Goal of the exercise: Locate the line that contains "task: outline the <item>usa". Print it and every subsequent line through the final line of the records, exactly and only those.

>>>>>

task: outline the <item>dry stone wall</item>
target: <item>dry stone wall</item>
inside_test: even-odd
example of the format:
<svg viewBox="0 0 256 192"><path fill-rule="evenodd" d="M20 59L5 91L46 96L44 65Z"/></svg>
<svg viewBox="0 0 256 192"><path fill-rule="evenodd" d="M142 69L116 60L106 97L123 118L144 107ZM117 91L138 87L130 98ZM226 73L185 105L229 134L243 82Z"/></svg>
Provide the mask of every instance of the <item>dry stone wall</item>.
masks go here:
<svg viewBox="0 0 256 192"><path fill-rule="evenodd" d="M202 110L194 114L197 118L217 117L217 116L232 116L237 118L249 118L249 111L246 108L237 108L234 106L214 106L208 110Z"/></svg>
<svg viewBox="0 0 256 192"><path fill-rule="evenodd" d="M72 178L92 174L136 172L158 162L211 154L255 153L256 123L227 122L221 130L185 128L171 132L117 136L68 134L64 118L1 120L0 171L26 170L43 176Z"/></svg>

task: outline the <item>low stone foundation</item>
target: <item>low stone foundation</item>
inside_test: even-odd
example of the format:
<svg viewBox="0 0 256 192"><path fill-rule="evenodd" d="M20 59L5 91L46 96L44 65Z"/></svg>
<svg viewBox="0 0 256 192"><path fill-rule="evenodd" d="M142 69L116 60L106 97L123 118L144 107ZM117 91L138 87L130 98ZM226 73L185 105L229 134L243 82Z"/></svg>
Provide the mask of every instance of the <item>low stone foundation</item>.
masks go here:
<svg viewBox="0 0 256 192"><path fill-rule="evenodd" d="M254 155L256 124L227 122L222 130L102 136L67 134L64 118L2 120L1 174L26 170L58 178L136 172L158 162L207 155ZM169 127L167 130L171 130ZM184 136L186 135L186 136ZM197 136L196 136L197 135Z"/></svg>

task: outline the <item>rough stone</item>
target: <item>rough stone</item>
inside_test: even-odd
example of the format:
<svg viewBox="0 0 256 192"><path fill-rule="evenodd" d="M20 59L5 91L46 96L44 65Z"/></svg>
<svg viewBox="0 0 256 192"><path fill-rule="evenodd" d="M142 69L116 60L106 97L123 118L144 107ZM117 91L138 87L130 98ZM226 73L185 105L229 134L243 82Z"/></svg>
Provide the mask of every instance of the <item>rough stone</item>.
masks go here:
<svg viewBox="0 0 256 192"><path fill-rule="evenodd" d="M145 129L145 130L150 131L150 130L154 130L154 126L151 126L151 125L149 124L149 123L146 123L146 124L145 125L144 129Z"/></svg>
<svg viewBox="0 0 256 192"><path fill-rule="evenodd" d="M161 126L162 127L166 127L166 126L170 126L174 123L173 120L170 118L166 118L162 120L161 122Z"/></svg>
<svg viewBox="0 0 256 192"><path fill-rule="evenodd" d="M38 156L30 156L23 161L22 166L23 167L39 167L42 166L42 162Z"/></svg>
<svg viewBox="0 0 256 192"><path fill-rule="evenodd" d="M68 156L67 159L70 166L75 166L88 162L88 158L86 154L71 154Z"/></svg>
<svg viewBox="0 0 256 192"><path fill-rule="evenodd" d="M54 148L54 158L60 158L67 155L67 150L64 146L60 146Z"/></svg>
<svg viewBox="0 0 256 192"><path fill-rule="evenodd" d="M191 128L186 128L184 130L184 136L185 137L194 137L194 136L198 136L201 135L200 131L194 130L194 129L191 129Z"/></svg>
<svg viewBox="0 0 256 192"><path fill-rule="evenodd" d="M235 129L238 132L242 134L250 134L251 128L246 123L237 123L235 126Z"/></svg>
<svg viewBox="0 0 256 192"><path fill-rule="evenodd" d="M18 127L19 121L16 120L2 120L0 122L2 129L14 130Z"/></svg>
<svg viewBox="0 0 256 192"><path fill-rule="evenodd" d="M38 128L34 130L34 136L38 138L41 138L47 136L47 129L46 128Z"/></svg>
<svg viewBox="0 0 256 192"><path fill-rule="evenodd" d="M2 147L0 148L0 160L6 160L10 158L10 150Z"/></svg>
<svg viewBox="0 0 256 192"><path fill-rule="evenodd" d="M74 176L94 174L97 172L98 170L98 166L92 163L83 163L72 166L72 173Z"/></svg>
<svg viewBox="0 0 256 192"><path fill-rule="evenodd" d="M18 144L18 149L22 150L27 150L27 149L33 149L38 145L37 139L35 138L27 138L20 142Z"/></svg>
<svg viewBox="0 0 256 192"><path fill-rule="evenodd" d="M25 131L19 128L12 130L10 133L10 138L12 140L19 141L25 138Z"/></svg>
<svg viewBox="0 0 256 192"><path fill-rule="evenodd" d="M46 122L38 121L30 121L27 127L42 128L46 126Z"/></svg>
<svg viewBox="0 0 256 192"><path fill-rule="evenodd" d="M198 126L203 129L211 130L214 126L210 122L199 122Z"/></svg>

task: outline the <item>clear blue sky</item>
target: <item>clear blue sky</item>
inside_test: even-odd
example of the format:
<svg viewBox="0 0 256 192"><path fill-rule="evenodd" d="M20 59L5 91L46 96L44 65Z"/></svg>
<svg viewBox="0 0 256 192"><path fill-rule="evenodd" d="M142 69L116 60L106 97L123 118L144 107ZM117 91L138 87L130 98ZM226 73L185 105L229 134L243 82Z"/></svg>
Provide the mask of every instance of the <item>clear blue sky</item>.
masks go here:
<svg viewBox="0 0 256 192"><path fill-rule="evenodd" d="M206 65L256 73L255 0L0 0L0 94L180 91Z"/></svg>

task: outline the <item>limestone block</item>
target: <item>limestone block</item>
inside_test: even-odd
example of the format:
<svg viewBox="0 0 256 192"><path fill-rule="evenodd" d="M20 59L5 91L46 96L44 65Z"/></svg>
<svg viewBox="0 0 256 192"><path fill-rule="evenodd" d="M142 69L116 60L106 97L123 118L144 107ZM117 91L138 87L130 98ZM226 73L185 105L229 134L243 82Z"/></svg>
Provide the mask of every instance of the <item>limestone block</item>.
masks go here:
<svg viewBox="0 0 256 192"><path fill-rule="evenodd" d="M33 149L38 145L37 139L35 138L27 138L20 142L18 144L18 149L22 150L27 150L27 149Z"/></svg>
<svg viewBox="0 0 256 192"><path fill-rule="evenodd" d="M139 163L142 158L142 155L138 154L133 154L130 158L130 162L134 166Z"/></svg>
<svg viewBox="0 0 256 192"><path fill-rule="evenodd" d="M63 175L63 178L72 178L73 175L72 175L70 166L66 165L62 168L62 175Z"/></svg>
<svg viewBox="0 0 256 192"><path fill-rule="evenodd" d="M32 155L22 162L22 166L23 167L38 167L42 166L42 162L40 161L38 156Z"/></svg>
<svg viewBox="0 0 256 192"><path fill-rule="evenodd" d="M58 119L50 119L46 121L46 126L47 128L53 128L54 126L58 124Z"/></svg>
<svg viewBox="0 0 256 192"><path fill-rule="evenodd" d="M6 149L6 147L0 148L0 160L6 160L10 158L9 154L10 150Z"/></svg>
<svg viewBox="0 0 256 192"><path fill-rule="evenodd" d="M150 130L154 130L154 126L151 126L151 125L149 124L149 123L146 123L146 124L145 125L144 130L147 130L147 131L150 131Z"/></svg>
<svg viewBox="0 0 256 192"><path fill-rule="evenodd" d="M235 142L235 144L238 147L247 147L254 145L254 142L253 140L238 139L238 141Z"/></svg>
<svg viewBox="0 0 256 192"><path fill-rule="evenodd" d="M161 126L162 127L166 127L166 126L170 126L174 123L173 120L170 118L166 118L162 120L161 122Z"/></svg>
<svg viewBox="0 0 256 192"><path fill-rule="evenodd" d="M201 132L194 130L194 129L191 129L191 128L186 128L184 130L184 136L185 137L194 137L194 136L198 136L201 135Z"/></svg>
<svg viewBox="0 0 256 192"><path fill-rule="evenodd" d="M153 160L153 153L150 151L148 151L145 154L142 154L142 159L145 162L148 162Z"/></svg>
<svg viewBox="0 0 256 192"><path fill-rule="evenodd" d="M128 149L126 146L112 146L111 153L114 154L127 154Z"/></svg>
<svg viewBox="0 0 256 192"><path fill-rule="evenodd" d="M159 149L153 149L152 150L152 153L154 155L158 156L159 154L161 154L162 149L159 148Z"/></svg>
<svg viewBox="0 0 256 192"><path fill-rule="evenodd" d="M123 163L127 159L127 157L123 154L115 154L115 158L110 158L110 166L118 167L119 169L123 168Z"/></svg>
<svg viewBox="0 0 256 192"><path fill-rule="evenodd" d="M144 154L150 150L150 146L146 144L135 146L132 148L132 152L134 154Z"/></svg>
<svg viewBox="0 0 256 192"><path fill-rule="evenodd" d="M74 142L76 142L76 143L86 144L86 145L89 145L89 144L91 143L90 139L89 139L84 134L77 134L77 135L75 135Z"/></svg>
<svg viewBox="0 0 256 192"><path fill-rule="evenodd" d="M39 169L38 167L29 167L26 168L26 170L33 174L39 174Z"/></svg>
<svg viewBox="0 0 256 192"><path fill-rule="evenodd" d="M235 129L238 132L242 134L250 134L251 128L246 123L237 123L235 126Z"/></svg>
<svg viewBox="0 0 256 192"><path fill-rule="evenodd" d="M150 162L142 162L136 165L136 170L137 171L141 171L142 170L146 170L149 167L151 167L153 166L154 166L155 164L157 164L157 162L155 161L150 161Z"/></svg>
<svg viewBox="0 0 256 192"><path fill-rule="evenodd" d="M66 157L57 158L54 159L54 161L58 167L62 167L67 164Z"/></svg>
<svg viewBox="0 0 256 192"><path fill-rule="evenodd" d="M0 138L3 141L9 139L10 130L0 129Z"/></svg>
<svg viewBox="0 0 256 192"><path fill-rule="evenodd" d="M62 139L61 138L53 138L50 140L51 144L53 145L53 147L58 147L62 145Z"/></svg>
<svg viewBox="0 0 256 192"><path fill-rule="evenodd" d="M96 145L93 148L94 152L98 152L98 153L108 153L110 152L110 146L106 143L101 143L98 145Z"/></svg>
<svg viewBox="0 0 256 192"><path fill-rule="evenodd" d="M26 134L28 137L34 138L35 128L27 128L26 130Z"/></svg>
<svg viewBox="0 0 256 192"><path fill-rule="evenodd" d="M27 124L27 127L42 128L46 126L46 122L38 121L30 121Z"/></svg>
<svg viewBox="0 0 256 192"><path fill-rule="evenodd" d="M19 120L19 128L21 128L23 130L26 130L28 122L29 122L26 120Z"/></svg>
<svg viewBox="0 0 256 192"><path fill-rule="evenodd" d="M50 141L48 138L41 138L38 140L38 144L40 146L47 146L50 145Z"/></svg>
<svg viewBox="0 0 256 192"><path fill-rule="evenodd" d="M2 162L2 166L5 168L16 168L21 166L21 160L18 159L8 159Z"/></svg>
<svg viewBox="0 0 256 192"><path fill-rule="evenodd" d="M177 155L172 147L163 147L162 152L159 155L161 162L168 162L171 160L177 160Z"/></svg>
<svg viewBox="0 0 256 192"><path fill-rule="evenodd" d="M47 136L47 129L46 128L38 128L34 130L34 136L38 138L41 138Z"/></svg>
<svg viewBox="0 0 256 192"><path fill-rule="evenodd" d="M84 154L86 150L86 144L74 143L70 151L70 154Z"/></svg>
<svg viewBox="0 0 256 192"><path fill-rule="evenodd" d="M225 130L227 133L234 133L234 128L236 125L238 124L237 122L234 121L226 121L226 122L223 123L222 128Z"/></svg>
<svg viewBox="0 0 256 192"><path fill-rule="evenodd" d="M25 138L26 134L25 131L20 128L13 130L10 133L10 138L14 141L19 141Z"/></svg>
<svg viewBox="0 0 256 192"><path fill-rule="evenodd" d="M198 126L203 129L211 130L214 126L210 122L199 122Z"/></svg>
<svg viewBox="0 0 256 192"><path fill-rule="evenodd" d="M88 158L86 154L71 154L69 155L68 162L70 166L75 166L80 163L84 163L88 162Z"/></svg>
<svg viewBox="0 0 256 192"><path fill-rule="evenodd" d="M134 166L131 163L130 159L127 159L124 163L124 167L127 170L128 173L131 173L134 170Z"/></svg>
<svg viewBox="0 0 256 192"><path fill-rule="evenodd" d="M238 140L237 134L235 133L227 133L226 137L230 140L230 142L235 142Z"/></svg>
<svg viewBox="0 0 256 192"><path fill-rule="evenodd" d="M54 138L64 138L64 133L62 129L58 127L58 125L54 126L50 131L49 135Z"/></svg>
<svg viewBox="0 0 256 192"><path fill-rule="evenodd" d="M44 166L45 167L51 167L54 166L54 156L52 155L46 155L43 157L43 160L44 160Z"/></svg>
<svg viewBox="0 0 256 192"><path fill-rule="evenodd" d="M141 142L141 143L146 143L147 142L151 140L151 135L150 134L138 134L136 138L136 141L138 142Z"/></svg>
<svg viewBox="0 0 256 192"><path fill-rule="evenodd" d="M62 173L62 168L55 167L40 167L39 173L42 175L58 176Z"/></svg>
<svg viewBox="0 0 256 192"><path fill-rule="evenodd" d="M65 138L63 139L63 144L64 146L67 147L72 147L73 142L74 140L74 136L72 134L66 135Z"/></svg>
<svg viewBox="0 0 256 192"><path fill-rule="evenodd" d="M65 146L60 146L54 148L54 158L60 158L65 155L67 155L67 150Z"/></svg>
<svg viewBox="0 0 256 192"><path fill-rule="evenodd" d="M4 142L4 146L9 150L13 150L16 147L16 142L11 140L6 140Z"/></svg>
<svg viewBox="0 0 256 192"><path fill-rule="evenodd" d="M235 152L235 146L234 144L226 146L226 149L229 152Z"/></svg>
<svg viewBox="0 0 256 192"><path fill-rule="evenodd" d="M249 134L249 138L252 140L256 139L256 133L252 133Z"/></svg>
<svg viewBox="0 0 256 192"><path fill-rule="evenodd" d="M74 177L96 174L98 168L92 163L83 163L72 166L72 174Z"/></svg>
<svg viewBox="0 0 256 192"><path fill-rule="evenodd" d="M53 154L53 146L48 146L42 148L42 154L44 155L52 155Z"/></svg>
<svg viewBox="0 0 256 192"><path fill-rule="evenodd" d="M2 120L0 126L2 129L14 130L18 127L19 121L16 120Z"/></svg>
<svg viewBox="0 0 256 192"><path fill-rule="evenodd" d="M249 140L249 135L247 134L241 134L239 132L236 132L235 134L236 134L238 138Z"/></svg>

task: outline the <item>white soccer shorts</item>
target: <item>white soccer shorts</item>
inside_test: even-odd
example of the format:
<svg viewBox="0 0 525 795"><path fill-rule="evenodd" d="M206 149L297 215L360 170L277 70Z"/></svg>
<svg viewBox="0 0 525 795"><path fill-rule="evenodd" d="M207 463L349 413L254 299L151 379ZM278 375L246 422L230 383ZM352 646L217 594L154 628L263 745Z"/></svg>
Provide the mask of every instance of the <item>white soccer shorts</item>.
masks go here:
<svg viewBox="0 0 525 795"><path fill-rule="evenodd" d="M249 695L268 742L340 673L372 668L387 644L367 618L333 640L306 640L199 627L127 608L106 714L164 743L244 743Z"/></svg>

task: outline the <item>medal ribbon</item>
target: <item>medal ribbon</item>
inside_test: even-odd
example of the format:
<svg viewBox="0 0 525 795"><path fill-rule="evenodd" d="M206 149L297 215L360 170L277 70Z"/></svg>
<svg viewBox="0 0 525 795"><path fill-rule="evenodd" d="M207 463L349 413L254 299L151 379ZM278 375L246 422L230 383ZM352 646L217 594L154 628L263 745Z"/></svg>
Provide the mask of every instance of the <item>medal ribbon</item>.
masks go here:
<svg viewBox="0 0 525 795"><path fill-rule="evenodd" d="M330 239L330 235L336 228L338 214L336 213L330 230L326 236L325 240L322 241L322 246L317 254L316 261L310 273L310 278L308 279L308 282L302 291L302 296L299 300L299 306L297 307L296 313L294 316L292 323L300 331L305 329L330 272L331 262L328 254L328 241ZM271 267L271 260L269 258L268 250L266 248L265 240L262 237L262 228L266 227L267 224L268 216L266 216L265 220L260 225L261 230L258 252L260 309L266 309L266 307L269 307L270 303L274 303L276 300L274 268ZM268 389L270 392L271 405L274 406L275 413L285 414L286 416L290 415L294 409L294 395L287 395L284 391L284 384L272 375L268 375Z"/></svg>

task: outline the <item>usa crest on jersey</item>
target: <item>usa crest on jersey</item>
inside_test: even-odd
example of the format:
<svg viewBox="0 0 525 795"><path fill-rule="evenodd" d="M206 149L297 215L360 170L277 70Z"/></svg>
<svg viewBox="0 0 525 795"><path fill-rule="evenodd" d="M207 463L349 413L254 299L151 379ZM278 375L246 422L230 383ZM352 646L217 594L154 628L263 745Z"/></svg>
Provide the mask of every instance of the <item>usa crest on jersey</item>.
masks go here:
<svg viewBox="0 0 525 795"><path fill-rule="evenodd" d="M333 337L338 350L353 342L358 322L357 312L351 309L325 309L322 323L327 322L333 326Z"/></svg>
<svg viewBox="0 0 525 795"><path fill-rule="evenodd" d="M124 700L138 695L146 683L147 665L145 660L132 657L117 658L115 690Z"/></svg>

<<<<<

Task solution:
task: outline the <item>usa crest on jersey</item>
target: <item>usa crest on jersey</item>
inside_test: even-odd
example of the format:
<svg viewBox="0 0 525 795"><path fill-rule="evenodd" d="M206 149L297 215L360 170L277 70Z"/></svg>
<svg viewBox="0 0 525 795"><path fill-rule="evenodd" d="M207 463L349 413L254 299L151 379ZM278 375L246 422L230 383ZM352 646L217 594L154 628L263 745Z"/></svg>
Provide the mask of every instance of the <item>usa crest on jersey</item>.
masks go here:
<svg viewBox="0 0 525 795"><path fill-rule="evenodd" d="M333 337L338 350L353 342L358 322L357 312L351 309L325 309L322 323L327 322L333 326Z"/></svg>
<svg viewBox="0 0 525 795"><path fill-rule="evenodd" d="M124 700L138 695L146 683L147 665L145 660L132 657L117 658L115 690Z"/></svg>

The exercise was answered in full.